Challenge 1: Retype the records from the line holding "query | spot the horizon" through the final line of the records, both ends included, with no changes.

Page:

★ ★ ★

Get advice from a lawyer who also writes.

From online rights to fair use, this article will give you a quick overview of all the legal stuff you need to know and a wealth of links and references for further reading.

You might still want to consult a lawyer after reading this article (I suggest you do), but at least you’ll know what questions to ask. More importantly, you’ll be writing and self-publishing your work fully aware of your rights as well as your obligations to others.

“Copyright vests in your work upon creation; no registration is necessary.”

#1. Cutting Through Red Tape

Automatic copyright, value of registration, international copyright protection, digital rights

Perhaps you’ve heard it before: You don’t need to do anything for your work to be protected by copyright. Copyright vests in your work upon creation; no registration is necessary.

It’s absolutely true that from the moment you put your words on paper, your work is protected by copyright. Should you still register it?

★ ★ ★

Labeled-object pointing entries:
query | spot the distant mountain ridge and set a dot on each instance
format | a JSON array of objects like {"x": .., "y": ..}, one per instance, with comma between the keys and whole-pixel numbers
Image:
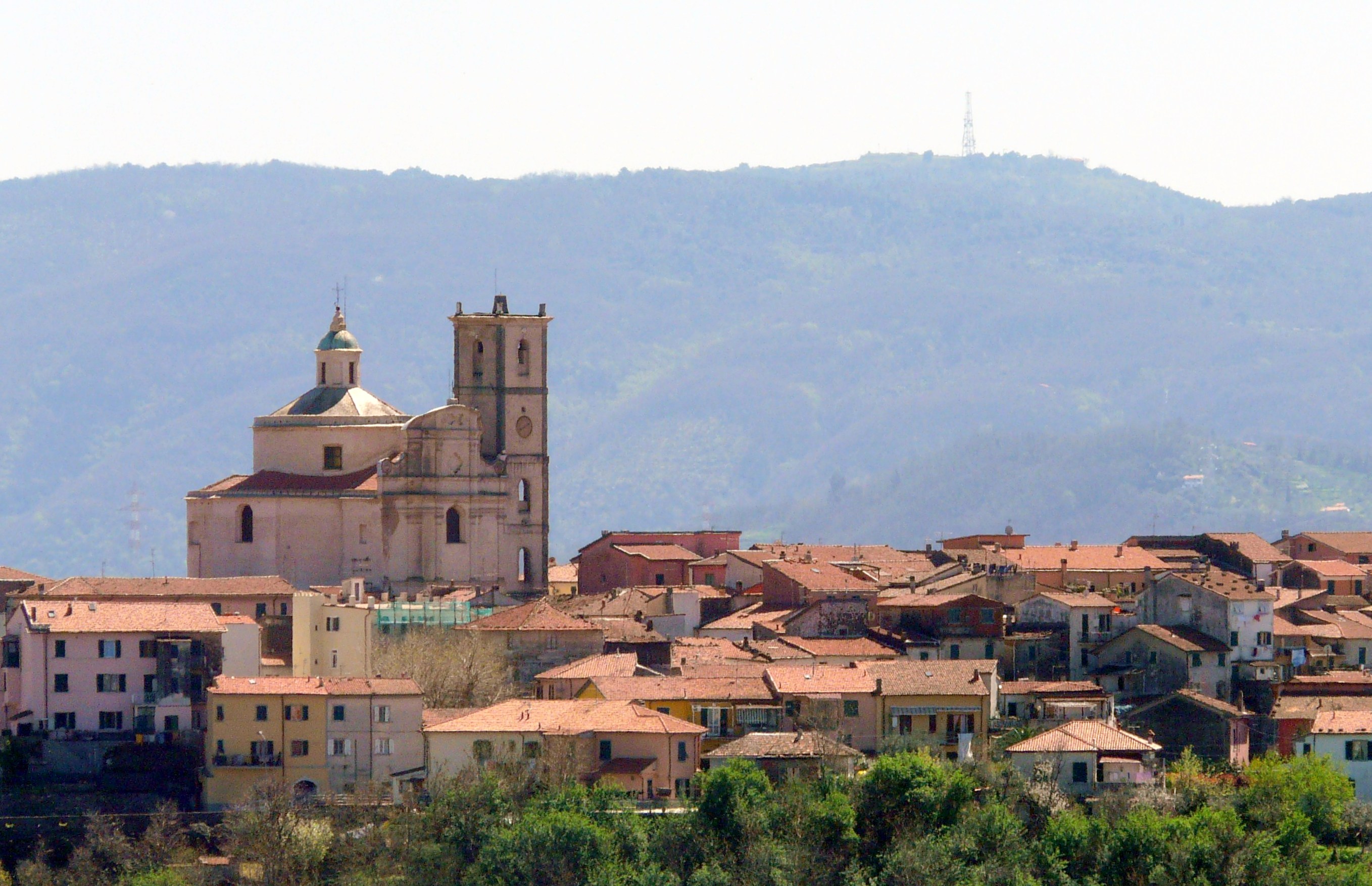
[{"x": 1010, "y": 336}]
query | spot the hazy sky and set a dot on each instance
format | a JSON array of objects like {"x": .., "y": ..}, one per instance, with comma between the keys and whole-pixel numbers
[{"x": 1242, "y": 103}]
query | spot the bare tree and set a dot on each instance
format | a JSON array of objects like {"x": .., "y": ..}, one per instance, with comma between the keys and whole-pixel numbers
[{"x": 453, "y": 668}]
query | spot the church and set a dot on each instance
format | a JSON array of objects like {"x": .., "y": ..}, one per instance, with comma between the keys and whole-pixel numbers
[{"x": 345, "y": 484}]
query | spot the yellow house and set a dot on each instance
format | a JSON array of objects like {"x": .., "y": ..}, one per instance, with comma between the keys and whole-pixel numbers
[
  {"x": 309, "y": 734},
  {"x": 726, "y": 707},
  {"x": 942, "y": 705}
]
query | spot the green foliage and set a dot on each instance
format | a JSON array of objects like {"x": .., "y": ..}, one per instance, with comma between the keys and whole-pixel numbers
[{"x": 909, "y": 791}]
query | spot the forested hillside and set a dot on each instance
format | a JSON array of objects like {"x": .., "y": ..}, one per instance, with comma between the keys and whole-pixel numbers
[{"x": 877, "y": 350}]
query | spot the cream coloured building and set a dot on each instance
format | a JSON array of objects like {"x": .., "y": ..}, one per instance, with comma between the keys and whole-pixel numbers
[{"x": 345, "y": 484}]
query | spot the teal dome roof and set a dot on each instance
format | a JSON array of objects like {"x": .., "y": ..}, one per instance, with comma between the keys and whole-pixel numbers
[{"x": 338, "y": 338}]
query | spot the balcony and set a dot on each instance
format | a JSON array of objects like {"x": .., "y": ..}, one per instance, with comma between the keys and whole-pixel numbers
[{"x": 248, "y": 760}]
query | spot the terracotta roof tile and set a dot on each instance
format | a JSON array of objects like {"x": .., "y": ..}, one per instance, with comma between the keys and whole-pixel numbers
[
  {"x": 313, "y": 686},
  {"x": 782, "y": 747},
  {"x": 282, "y": 483},
  {"x": 1084, "y": 735},
  {"x": 659, "y": 552},
  {"x": 1084, "y": 559},
  {"x": 98, "y": 587},
  {"x": 535, "y": 616},
  {"x": 75, "y": 616},
  {"x": 934, "y": 678},
  {"x": 568, "y": 718},
  {"x": 815, "y": 679},
  {"x": 614, "y": 664},
  {"x": 682, "y": 689},
  {"x": 1344, "y": 723}
]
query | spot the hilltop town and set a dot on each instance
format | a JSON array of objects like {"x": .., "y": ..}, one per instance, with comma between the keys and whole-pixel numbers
[{"x": 371, "y": 615}]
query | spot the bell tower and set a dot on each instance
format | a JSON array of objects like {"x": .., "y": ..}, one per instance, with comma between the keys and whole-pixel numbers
[{"x": 500, "y": 369}]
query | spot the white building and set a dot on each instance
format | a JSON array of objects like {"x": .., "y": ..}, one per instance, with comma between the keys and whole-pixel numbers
[
  {"x": 1345, "y": 737},
  {"x": 345, "y": 484}
]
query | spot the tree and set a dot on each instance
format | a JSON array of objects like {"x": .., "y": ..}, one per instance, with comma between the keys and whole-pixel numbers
[
  {"x": 453, "y": 668},
  {"x": 906, "y": 791}
]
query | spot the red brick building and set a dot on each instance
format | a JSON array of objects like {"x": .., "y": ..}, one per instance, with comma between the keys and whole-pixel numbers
[{"x": 641, "y": 559}]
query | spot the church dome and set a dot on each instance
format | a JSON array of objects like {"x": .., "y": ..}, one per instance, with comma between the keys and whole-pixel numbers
[{"x": 338, "y": 338}]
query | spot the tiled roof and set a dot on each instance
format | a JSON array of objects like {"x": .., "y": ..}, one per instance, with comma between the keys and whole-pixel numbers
[
  {"x": 432, "y": 716},
  {"x": 1050, "y": 687},
  {"x": 811, "y": 679},
  {"x": 282, "y": 483},
  {"x": 682, "y": 687},
  {"x": 819, "y": 576},
  {"x": 1185, "y": 638},
  {"x": 659, "y": 552},
  {"x": 568, "y": 718},
  {"x": 564, "y": 572},
  {"x": 313, "y": 686},
  {"x": 934, "y": 678},
  {"x": 96, "y": 587},
  {"x": 627, "y": 630},
  {"x": 850, "y": 647},
  {"x": 75, "y": 616},
  {"x": 932, "y": 601},
  {"x": 782, "y": 747},
  {"x": 1084, "y": 600},
  {"x": 614, "y": 664},
  {"x": 1250, "y": 546},
  {"x": 1334, "y": 568},
  {"x": 10, "y": 574},
  {"x": 1344, "y": 723},
  {"x": 746, "y": 618},
  {"x": 537, "y": 616},
  {"x": 1084, "y": 559},
  {"x": 1346, "y": 542},
  {"x": 1084, "y": 735}
]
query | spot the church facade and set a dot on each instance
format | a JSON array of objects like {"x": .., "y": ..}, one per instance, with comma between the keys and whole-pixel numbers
[{"x": 345, "y": 484}]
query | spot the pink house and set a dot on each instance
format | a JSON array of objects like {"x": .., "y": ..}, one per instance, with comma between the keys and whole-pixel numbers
[{"x": 83, "y": 667}]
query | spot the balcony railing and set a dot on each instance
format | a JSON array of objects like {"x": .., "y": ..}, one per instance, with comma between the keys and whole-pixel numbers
[{"x": 248, "y": 760}]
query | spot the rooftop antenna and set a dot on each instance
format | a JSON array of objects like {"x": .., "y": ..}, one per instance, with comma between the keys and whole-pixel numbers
[
  {"x": 969, "y": 140},
  {"x": 135, "y": 511}
]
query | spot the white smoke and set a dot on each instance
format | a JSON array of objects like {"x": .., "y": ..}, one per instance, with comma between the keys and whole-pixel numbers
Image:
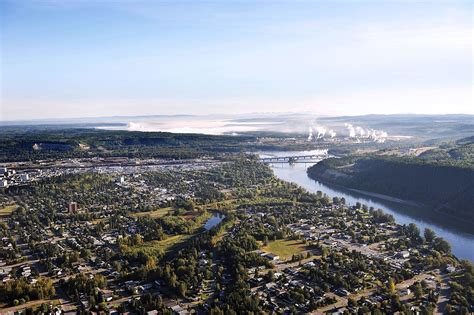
[
  {"x": 351, "y": 130},
  {"x": 369, "y": 133},
  {"x": 321, "y": 132}
]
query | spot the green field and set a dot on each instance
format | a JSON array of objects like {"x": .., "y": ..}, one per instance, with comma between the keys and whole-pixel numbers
[
  {"x": 285, "y": 248},
  {"x": 6, "y": 211},
  {"x": 158, "y": 247},
  {"x": 158, "y": 213}
]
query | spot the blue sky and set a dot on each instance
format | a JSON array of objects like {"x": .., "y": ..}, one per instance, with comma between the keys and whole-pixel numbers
[{"x": 84, "y": 58}]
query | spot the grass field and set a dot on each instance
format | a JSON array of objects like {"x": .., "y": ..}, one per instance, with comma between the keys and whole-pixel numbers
[
  {"x": 157, "y": 247},
  {"x": 158, "y": 213},
  {"x": 285, "y": 248},
  {"x": 6, "y": 211}
]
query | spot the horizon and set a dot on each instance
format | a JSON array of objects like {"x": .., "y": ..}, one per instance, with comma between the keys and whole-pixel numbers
[{"x": 85, "y": 59}]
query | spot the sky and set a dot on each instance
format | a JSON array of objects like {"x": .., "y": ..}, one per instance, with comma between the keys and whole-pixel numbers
[{"x": 87, "y": 58}]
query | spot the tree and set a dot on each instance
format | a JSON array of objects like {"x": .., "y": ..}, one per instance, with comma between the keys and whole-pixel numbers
[
  {"x": 442, "y": 246},
  {"x": 429, "y": 235},
  {"x": 182, "y": 288},
  {"x": 417, "y": 291},
  {"x": 391, "y": 286},
  {"x": 413, "y": 230}
]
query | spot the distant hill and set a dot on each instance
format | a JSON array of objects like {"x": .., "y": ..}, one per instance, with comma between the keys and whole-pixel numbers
[{"x": 442, "y": 178}]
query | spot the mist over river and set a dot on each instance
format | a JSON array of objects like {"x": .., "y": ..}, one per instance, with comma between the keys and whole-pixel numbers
[{"x": 460, "y": 236}]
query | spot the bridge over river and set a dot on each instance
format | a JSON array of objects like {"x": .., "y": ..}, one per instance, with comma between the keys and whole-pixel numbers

★ ★ ★

Challenge 2: Echo back the whole copyright article word for word.

Response 1:
query | spot the horizon and set a dot on each instance
format | a JSON array of objects like {"x": .., "y": ..}, one per instance, with comma between the keys and whole-pixel numbers
[{"x": 85, "y": 59}]
query | spot the sky and set a dot on each instance
format | a JSON array of objects like {"x": .., "y": ..}, one per instance, with comma between the keys and whole-pixel numbers
[{"x": 87, "y": 58}]
query | spot the tree and set a dot on each instance
format | a JSON array of objects like {"x": .., "y": ..}, one per instance, with comma between the keys and whole-pixel numbers
[
  {"x": 442, "y": 246},
  {"x": 429, "y": 235},
  {"x": 182, "y": 288},
  {"x": 417, "y": 291},
  {"x": 391, "y": 286},
  {"x": 413, "y": 230}
]
query | spot the distant hill and set a dot on each instance
format | a JSON array of objects like {"x": .., "y": ..}, one per instance, with comma between the keys and whole-pixel numbers
[{"x": 442, "y": 178}]
query | spot the mist over river and set a dot on each instance
format | a JSON array of objects like {"x": .., "y": ..}, one per instance, with comma between the keys and whole-pixel numbers
[{"x": 460, "y": 236}]
query | spot the bridge over river and set a dot on each instance
format | a JSON array of objects like {"x": .., "y": ..}, one per instance, with comma between the keys and whole-pixel numbers

Response 2:
Get advice from a lawyer who also writes.

From online rights to fair use, this article will give you a quick overview of all the legal stuff you need to know and a wealth of links and references for further reading.

You might still want to consult a lawyer after reading this article (I suggest you do), but at least you’ll know what questions to ask. More importantly, you’ll be writing and self-publishing your work fully aware of your rights as well as your obligations to others.

“Copyright vests in your work upon creation; no registration is necessary.”

#1. Cutting Through Red Tape

Automatic copyright, value of registration, international copyright protection, digital rights

Perhaps you’ve heard it before: You don’t need to do anything for your work to be protected by copyright. Copyright vests in your work upon creation; no registration is necessary.

It’s absolutely true that from the moment you put your words on paper, your work is protected by copyright. Should you still register it?